Objectif énoncé a: D'après l'extrait consacré au film Je suis vivant !, dans quelles villes le tournage a-t-il eu lieu ?

Extrait fourni:
--------------------------------------------------
JE SUIS VIVANT ! (1971)

Un « faux giallo » dans lequel un homme que tout le monde croit mort gît dans une morgue et se remémore son passé trouble…

LA CORTA NOTTE DELLE BAMBOLE DI VETRO

 

1971 – ITALIE

 

Réalisé par Aldo Lado

 

Avec Jean Sorel, Barbara Bach, Ingrid Thulin, Mario Adorf, Fabijan Sovagovic, José Quaglio, Relja Basic, Piero Vida, Daniele Dublino, Sven Lasta, Luciano Catenacci

 

THEMA MORT

Je suis vivant ! est le premier film d’Aldo Lado, jusqu’alors scénariste d’une poignée de longs-métrages, assistant-réalisateur de quelques westerns et futur metteur en scène de Qui l’a vue mourir ?, La Bête tue de sang-froid ou encore L’Humanoïde. Le premier titre envisagé pour le film est Malastrana, du nom d’un quartier artistique tchèque que fréquentait notamment Franz Kafka (et que l’on pourrait traduire par « petite ville »). Peu convaincus par ce titre pas assez commercial à leur goût, les producteurs demandent à Lado de revoir sa copie. Le film s’appellera finalement La Corta notte delle bambole di vetro (autrement dit « La courte nuit des poupées de verre »), dans l’esprit des giallos post-Mario Bava qui prolifèrent depuis les années 60 sur les écrans italiens. Les distributeurs français opteront pour Je suis vivant !, un titre que le réalisateur détestera à cause de son caractère trop trivial et trop révélateur des mécanismes de l’intrigue. Si Aldo Lado est seul crédité en tant que scénariste (avec des dialogues additionnels signés Rüdiger von Spies), d’autres auteurs se sont succédé pour donner au récit sa forme définitive, notamment Sergio Bazzini. Tourné pendant cinq semaines à Zagreb, Ljubljana, Rome et Prague, Je suis vivant ! est rythmé sur une bande originale d’Ennio Morricone, alors en pleine période expérimentale.
--------------------------------------------------
Objectif énoncé b: Relevez chaque ligne des entrées ci-dessous qui contient la chaîne "rock", en tenant compte de la casse.

Entrées de pointage d'objets étiquetés:
--------------------------------------------------
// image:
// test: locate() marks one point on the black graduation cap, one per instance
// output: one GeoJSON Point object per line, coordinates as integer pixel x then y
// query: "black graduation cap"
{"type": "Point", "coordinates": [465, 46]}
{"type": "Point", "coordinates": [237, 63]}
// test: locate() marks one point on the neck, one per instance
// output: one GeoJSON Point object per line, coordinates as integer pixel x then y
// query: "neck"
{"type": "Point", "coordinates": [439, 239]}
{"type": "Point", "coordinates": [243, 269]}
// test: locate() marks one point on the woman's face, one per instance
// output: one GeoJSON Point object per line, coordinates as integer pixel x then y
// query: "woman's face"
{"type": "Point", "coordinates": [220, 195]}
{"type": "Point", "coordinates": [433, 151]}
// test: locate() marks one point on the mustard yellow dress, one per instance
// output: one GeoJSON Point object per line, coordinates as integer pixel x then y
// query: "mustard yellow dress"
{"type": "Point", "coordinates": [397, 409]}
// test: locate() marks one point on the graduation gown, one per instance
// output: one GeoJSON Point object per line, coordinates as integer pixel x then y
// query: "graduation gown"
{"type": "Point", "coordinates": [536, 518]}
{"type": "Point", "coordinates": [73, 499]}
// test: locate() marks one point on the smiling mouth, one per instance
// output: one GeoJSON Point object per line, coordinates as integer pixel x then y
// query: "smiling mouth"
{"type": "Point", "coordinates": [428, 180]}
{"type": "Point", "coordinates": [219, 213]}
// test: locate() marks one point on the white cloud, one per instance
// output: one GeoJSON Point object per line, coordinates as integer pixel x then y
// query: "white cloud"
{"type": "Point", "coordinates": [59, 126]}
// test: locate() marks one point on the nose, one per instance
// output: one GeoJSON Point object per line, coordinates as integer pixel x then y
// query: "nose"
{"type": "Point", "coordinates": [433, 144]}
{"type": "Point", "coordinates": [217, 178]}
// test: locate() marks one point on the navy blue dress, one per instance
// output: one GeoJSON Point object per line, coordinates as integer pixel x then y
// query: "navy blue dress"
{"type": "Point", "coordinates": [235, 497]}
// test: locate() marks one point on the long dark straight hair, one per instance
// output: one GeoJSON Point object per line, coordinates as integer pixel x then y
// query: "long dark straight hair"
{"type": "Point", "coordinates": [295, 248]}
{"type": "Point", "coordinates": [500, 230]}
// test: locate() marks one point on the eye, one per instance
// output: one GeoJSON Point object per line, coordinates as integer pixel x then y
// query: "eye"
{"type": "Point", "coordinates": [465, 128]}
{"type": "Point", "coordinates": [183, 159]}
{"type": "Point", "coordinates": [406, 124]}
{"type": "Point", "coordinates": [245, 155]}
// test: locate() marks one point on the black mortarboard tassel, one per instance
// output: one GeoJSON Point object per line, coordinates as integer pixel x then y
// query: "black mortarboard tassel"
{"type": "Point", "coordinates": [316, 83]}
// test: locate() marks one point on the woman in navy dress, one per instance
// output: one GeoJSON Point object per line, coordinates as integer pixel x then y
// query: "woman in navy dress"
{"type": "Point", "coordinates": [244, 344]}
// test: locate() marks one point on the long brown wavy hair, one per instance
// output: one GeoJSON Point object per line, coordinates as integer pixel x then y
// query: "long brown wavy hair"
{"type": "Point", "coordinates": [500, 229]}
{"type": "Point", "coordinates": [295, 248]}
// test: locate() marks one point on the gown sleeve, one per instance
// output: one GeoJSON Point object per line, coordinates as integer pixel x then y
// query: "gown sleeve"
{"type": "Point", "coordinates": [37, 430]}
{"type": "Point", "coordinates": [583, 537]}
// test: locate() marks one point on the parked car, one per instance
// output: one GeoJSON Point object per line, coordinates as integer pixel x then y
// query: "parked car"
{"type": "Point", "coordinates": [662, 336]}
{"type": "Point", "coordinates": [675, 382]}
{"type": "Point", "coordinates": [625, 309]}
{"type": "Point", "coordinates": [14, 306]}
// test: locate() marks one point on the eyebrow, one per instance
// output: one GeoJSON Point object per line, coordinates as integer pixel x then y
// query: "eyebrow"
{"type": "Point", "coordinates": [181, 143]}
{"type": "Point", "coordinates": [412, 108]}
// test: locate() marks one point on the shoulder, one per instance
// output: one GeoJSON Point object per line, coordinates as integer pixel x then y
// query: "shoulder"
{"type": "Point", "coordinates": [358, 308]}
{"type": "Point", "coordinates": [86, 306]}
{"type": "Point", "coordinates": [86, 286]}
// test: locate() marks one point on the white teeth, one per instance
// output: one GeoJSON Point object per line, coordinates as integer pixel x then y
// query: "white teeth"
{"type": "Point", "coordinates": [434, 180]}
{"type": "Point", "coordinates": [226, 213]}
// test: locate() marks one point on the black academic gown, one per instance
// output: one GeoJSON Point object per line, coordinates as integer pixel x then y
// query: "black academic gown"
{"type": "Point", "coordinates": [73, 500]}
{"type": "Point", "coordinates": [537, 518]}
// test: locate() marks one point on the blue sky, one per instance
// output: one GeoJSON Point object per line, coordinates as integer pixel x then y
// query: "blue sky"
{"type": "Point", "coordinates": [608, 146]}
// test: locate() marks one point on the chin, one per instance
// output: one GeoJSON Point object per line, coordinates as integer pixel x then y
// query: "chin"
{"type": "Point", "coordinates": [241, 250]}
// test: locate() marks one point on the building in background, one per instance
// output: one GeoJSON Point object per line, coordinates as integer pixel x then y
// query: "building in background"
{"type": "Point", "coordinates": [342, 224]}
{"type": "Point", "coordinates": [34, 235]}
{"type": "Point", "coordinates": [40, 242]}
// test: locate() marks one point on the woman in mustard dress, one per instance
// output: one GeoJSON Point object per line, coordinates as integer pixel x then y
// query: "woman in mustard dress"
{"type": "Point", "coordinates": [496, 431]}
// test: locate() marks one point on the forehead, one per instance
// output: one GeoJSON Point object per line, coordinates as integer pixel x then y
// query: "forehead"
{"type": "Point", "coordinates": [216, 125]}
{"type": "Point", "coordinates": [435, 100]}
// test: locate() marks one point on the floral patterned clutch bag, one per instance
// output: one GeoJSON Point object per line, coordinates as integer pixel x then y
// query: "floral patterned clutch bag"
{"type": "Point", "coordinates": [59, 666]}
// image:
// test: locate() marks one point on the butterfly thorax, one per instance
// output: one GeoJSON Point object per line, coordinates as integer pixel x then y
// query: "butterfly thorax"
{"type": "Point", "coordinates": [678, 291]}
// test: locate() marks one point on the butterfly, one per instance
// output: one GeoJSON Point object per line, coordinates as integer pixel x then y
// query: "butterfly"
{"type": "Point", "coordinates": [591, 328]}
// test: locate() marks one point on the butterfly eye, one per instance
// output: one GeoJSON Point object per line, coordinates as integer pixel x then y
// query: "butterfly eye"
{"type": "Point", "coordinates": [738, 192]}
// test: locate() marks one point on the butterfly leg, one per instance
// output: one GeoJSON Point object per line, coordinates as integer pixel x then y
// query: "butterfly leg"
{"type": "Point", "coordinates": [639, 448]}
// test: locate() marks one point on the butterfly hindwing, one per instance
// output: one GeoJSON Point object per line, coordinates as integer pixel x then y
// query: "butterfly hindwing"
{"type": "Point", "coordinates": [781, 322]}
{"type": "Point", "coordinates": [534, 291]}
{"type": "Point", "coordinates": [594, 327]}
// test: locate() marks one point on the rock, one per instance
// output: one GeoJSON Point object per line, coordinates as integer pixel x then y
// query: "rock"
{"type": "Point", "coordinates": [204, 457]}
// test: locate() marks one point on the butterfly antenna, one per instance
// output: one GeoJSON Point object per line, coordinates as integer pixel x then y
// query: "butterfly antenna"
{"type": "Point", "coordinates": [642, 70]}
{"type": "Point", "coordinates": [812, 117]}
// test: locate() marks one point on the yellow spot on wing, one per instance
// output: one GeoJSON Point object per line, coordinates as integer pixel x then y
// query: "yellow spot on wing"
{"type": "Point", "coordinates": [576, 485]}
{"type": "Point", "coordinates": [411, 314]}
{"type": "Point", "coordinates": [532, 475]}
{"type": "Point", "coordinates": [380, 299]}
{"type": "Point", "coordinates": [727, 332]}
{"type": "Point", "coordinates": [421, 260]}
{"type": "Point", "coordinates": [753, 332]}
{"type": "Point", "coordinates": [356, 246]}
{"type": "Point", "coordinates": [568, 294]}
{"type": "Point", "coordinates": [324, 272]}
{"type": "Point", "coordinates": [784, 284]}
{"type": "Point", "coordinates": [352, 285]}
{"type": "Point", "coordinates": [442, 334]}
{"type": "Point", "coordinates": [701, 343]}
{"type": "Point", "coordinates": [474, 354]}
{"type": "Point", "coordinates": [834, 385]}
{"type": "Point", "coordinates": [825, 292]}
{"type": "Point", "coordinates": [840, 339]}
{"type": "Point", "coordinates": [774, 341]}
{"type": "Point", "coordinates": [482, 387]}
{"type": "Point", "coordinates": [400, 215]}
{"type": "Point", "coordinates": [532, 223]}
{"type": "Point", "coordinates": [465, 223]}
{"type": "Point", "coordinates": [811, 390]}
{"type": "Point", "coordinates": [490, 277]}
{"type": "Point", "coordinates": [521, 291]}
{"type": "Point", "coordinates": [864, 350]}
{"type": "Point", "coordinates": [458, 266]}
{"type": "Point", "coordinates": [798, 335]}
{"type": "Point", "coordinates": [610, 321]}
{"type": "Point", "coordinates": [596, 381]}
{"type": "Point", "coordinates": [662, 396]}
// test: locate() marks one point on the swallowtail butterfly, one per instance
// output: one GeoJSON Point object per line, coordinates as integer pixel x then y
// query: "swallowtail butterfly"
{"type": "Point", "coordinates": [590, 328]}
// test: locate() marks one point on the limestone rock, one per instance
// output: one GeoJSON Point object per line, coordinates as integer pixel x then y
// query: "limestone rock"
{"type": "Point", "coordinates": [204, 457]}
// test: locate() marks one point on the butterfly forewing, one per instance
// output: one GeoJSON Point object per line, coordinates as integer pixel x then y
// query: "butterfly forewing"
--------------------------------------------------
Résultat a: Zagreb, Ljubljana, Rome et Prague.

Résultat b:
// test: locate() marks one point on the rock, one per instance
// query: "rock"
// test: locate() marks one point on the limestone rock, one per instance
// query: "limestone rock"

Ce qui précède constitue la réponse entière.